==== DOCUMENT SECTION
Public functions must return a ResponseType (using either ok or err). In this case, we'll return a response type with an inner value of the new message id.

4

Add sBTC contract requirements

Since we're working with sBTC in our local developer environment, we'll need to make sure Clarinet can recognize this. Clarinet can automatically wire up the official sBTC contracts so you can build and test sBTC flows locally.

In our case, all we'll need to do is add the .sbtc-deposit contract as a project requirement.

terminal
clarinet requirements add SM3VDXK3WZZSA84XXFKAFAF15NNZX32CTSG82JFQ4.sbtc-deposit

You'll notice in the add-message public function, we're making an external contract call to the .sbtc-token contract. This is the official sBTC token contract that contains the SIP-010 standard transfer function that we are invoking.

Check out the dedicated sBTC integration page to learn more.

5

Allow contract owner to withdraw funds

In the beginning of our contract, we defined a constant to store the Stacks principal of the contract owner. Having a contract owner allows for specific access control of the contract that is entitled to the owner. Let's allow the owner to be able to withdraw the accumulated sBTC fees that were sent by anyone who created a new message in the contract.

;; Withdraw function for contract owner to withdraw accumulated sBTC
(define-public (withdraw-funds)
  (begin
    (asserts! (is-eq tx-sender CONTRACT_OWNER) (err u1005))
    (let ((balance (unwrap-panic (contract-call? 'SM3VDXK3WZZSA84XXFKAFAF15NNZX32CTSG82JFQ4.sbtc-token
        get-balance current-contract
      ))))
      (if (> balance u0)
        (contract-call? 'SM3VDXK3WZZSA84XXFKAFAF15NNZX32CTSG82JFQ4.sbtc-token
          transfer balance current-contract CONTRACT_OWNER none
        )
        (ok false)
      )
    )
  )
)

You'll notice in the highlighted line that the function performs an asserts! check to confirm that the tx-sender calling the contract is in fact the CONTRACT_OWNER . If it is in fact the owner of the contract, the function body proceeds with transferring the balance of sBTC to the owner or else it'll throw an error that we defined earlier.

The usage of tx-sender versus another Clarity keyword, contract-caller , is always a tricky concept because it determines who actually initiated the transaction versus who invoked the current function. Both of them can have certain implications on security based on the context of your code. Check out the dedicated blog, written by community dev Setzeus, to learn when you should use either or.

6

Implement read only functions

We'll round out our contract with important read only functions that will return us needed data from the contract.
========
(EXERCISE TASK):
Answer these questions from the tutorial:
1. What type must public functions return?
2. Which contract is added as a project requirement?
3. What does the withdraw-funds function return when the balance is not greater than u0?
The listing that comes next is drawn from a different source than the tutorial.
==== MATERIAL
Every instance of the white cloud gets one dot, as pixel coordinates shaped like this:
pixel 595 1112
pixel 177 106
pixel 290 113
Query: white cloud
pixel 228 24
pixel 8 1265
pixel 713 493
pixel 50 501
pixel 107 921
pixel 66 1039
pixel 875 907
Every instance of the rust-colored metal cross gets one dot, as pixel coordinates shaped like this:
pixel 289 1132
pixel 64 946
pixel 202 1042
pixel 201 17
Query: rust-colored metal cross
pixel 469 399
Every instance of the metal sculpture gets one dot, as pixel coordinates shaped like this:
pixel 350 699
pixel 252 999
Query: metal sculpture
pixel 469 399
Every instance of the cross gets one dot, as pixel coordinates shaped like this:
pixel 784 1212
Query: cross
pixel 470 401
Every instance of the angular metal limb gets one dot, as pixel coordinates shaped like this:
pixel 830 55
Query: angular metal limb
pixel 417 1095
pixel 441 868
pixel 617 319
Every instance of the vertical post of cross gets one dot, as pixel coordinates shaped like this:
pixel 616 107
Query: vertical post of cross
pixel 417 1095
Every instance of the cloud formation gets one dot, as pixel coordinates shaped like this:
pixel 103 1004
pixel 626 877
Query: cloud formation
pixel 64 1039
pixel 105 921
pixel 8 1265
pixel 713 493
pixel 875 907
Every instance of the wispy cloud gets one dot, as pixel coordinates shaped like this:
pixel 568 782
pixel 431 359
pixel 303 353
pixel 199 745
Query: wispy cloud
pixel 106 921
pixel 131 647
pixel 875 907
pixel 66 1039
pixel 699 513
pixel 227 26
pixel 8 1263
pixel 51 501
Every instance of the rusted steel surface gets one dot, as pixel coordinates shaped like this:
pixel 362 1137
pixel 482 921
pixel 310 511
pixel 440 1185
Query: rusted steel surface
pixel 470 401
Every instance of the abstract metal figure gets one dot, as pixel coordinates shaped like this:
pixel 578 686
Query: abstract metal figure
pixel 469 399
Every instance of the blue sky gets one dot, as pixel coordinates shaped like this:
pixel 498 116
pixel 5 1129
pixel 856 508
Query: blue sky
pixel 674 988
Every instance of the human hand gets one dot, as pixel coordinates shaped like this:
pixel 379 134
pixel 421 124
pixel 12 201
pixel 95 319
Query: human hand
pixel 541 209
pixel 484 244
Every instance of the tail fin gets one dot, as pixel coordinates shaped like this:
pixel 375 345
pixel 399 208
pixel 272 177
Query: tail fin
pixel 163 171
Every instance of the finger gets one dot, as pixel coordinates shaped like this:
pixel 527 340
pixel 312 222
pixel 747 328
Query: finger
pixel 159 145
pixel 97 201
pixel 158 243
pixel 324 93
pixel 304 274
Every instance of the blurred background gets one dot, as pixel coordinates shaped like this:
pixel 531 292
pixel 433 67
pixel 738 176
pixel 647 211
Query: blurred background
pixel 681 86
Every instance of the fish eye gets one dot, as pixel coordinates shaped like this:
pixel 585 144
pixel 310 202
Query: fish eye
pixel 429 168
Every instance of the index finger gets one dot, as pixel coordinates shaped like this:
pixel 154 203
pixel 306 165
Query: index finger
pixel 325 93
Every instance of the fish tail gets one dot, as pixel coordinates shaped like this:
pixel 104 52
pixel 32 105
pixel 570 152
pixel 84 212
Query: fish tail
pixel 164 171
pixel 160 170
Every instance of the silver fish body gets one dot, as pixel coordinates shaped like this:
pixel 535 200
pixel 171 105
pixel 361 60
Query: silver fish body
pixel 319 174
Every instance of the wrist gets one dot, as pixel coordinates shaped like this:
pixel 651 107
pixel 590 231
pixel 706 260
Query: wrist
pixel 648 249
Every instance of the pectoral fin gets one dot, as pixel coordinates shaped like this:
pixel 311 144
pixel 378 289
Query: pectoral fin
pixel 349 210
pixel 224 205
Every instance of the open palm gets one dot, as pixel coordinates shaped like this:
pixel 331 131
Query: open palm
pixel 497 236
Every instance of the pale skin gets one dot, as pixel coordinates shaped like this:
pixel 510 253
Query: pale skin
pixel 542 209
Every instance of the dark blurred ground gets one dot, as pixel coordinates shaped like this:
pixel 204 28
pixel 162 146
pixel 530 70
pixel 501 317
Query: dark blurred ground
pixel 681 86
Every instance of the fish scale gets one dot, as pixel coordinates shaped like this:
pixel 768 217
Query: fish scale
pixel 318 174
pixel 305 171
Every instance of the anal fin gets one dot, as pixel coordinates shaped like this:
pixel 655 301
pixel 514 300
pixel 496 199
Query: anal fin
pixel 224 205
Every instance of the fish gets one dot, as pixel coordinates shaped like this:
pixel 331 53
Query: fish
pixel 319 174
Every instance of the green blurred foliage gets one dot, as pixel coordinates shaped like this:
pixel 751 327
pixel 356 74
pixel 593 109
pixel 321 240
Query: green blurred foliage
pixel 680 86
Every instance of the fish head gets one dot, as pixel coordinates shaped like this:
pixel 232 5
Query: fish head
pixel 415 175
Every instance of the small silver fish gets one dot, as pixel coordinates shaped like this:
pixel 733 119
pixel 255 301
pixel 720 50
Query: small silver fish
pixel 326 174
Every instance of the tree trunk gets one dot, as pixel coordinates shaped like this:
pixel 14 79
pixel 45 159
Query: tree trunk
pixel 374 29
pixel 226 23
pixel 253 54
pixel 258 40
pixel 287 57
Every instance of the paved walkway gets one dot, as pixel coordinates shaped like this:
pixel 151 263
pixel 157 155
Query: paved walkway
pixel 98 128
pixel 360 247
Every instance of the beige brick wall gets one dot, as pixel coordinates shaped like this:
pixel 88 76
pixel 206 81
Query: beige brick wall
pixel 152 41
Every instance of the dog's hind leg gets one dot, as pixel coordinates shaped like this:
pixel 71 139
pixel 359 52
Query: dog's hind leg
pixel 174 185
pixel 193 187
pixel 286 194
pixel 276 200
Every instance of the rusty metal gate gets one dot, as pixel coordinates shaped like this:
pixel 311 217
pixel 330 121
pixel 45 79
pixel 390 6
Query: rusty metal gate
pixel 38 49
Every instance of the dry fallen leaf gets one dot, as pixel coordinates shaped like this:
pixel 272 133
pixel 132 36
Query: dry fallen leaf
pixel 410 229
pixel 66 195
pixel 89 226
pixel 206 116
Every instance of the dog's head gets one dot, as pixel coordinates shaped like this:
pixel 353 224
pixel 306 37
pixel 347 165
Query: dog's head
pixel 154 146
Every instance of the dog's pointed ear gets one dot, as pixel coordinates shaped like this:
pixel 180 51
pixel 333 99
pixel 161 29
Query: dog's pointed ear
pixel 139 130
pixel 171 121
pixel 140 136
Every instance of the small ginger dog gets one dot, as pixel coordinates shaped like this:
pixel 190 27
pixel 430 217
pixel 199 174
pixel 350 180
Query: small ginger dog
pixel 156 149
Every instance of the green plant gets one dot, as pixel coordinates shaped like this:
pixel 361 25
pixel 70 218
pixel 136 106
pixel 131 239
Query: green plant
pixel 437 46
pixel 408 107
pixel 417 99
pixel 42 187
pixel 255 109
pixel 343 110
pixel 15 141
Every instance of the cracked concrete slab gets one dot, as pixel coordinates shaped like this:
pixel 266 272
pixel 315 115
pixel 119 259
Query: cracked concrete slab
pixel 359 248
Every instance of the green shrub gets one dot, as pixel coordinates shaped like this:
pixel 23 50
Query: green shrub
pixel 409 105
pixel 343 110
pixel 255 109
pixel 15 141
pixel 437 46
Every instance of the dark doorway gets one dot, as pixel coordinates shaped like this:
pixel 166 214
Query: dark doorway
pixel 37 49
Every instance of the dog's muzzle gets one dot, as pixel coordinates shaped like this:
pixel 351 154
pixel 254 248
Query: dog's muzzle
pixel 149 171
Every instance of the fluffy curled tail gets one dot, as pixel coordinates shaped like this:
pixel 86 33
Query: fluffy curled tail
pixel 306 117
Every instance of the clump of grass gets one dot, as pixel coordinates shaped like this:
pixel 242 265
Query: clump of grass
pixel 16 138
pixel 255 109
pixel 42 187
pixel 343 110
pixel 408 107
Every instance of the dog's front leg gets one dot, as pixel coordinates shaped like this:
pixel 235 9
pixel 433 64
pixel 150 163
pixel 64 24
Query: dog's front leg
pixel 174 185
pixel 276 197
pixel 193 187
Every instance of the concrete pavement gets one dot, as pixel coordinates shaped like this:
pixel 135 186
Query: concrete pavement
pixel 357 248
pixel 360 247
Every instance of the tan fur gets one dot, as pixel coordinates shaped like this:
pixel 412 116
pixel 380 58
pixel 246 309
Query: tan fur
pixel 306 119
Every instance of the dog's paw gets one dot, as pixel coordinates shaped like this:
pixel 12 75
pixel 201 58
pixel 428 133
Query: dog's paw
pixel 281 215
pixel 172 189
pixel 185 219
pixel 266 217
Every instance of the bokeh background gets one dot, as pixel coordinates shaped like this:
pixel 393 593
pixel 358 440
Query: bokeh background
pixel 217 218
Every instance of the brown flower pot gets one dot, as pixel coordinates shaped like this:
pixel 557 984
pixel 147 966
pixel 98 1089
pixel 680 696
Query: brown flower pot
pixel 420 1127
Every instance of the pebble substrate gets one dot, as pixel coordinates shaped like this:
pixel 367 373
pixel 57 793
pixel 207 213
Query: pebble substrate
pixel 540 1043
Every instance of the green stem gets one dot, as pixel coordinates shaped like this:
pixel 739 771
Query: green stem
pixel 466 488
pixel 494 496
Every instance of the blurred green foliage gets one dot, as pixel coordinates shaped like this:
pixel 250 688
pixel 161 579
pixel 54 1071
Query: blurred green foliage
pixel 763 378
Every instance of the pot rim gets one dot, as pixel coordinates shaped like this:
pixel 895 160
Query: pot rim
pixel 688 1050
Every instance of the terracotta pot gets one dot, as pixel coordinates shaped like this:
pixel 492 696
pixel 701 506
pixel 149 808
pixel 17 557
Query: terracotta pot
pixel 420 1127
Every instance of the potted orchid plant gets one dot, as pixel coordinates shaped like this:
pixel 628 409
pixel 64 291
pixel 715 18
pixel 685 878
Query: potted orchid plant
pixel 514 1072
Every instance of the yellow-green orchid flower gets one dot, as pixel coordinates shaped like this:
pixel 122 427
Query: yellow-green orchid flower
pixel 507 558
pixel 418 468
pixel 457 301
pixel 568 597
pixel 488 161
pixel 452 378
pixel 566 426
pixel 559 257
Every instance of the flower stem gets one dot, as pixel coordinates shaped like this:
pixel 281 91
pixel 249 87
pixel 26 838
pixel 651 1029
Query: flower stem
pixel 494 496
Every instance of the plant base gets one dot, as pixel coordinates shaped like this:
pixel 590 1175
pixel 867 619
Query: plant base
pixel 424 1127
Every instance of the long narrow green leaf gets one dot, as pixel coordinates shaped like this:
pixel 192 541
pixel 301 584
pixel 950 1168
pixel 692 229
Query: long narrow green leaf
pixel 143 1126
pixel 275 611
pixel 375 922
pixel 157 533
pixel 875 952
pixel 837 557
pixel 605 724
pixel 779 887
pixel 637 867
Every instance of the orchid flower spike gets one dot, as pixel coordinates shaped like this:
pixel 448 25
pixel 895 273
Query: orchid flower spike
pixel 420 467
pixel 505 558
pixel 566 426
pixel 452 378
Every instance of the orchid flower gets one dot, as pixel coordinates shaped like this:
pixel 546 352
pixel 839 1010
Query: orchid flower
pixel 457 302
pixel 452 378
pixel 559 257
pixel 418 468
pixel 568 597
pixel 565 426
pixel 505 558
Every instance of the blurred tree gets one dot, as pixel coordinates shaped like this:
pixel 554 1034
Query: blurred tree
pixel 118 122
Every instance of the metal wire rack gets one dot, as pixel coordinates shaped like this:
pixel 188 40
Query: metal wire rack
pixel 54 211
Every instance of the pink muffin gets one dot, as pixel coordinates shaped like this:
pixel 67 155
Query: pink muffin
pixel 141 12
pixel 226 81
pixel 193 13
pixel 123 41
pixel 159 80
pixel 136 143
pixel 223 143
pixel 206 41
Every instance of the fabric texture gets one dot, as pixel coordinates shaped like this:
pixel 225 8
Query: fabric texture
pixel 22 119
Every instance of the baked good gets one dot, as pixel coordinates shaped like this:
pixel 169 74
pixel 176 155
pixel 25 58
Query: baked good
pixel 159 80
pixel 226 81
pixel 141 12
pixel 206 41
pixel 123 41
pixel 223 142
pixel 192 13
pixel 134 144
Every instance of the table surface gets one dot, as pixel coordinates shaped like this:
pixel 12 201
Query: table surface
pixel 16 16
========
(FINAL ANSWER):
1. A ResponseType, using either ok or err.
2. The .sbtc-deposit contract.
3. (ok false)